● **Text shown**
——————

While some Black Americans used political tools in their fight against the effects of institutional racism, others used art. The Harlem Renaissance, or New Negro movement as it was also known by its contemporaries, was a cultural movement that was crucial in establishing black identity. For this essay, identify and discuss three specific examples and the individual(s) associated with it as highlighted by the textbook in Chapter 7. How did these contributions impact both popular culture and the Black community at large?

There have been many different tactics that have been used throughout history in order to fight against institutional racism. A large part of this involved understanding one’s identity. It was important for African Americans to establish their black identity and the cultural roots that come along with this. When dealing with racial discrimination, it is important to have a cultural movement that establishes black identity because while dealing with constant discrimination and trying to fight against it, it helps to be confident in the identity they are trying to tear down. Black identity and the culture that comes with it helps strengthen and revitalize that inner warrior to combat the injustices and fight for what is right without faltering.

Ida B. Wells used her power and voice as a journalist to tell stories no one else wanted to share. She wanted to vocalize the wrong doings of the whites who felt they could get away with everything because they felt they were the only ones who had a voice. Fortunately, powerful and brave women like Ida understood the importance of using her voice to make great change. In many of her pieces, she wrote about the injustice lynching’s that had been occurring.

There were also other voices like Booker T. Washington that believed educating was the best way to uplift people of color. His tool of choice was by advocating for education. He did this by going place to place and informing them about Tuskegee University and all it could do for them.

For some, it was the Jazz movement during the Harlem Renascence that moved them to get more in touch with their roots. Louis Armstrong was a trumpeter during this era. Jazz was used as somewhat of a coping mechanism during the really rough times. Jazz was a form of expression that exemplified some of the rough periods faced and it helped many get through and keep searching for justice.

  • Louis, Henry, and Donald Yacovone. The African Americans: Many Rivers to Cross. Carlsbad, California, Smileybooks, 2016.

——————

● **Records drawn from a collection**
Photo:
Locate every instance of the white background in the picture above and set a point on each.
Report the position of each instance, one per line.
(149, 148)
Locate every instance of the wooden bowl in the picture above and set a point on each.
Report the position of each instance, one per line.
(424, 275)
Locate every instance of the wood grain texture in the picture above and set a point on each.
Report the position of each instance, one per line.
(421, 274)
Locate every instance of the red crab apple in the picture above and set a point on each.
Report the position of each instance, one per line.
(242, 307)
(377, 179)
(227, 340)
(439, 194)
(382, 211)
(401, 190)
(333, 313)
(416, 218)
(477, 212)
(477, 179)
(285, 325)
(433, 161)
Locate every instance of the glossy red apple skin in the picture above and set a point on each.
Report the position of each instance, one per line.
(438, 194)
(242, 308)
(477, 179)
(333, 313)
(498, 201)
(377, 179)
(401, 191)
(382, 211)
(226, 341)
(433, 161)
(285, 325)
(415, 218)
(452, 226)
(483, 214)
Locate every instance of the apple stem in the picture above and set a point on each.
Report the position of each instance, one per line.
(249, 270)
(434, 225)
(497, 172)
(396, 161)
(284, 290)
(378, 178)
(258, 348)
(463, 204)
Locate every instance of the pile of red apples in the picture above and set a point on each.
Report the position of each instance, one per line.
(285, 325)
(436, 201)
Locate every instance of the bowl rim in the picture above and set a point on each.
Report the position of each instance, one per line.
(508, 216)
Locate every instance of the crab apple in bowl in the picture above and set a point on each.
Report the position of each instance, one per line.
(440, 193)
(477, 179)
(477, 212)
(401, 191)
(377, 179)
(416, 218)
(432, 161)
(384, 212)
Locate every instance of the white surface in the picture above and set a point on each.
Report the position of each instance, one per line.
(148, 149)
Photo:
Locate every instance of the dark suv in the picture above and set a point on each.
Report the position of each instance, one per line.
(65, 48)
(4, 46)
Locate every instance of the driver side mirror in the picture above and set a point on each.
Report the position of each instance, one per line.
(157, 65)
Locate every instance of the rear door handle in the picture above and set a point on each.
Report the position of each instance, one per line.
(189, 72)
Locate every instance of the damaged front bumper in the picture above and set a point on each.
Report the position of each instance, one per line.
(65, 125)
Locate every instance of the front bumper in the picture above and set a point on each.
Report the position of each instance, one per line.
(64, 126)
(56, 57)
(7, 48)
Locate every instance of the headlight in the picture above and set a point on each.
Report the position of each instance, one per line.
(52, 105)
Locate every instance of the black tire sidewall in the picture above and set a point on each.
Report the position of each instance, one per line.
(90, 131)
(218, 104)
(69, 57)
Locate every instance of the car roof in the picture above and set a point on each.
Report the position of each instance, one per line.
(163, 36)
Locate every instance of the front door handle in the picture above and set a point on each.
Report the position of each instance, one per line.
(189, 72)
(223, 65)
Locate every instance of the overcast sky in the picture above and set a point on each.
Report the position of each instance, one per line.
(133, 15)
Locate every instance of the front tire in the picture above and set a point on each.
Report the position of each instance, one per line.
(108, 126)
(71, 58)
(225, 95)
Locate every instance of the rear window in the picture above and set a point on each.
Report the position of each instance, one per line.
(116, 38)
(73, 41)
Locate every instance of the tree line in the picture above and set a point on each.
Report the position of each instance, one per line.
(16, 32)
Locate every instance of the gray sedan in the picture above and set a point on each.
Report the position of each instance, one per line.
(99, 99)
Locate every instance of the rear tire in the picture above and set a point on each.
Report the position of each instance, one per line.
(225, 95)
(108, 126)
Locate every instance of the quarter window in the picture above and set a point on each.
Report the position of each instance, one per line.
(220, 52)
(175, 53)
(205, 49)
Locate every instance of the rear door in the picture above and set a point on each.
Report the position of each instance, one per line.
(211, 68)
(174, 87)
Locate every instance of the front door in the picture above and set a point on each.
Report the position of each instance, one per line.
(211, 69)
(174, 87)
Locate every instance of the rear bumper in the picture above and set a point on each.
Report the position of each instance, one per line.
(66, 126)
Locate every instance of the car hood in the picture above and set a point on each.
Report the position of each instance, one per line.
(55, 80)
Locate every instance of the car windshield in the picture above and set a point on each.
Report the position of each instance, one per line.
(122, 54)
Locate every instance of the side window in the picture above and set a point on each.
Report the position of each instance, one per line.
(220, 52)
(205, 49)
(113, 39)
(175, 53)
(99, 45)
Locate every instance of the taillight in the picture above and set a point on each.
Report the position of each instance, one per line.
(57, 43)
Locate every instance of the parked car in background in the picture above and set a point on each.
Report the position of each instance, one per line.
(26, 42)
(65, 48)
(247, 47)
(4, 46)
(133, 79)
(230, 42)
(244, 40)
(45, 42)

——————

Reproduce word for word the passage of the Harlem Renaissance essay from "Ida B. Wells" to "do for them.".

● **Response area**
Ida B. Wells used her power and voice as a journalist to tell stories no one else wanted to share. She wanted to vocalize the wrong doings of the whites who felt they could get away with everything because they felt they were the only ones who had a voice. Fortunately, powerful and brave women like Ida understood the importance of using her voice to make great change. In many of her pieces, she wrote about the injustice lynching’s that had been occurring.

There were also other voices like Booker T. Washington that believed educating was the best way to uplift people of color. His tool of choice was by advocating for education. He did this by going place to place and informing them about Tuskegee University and all it could do for them.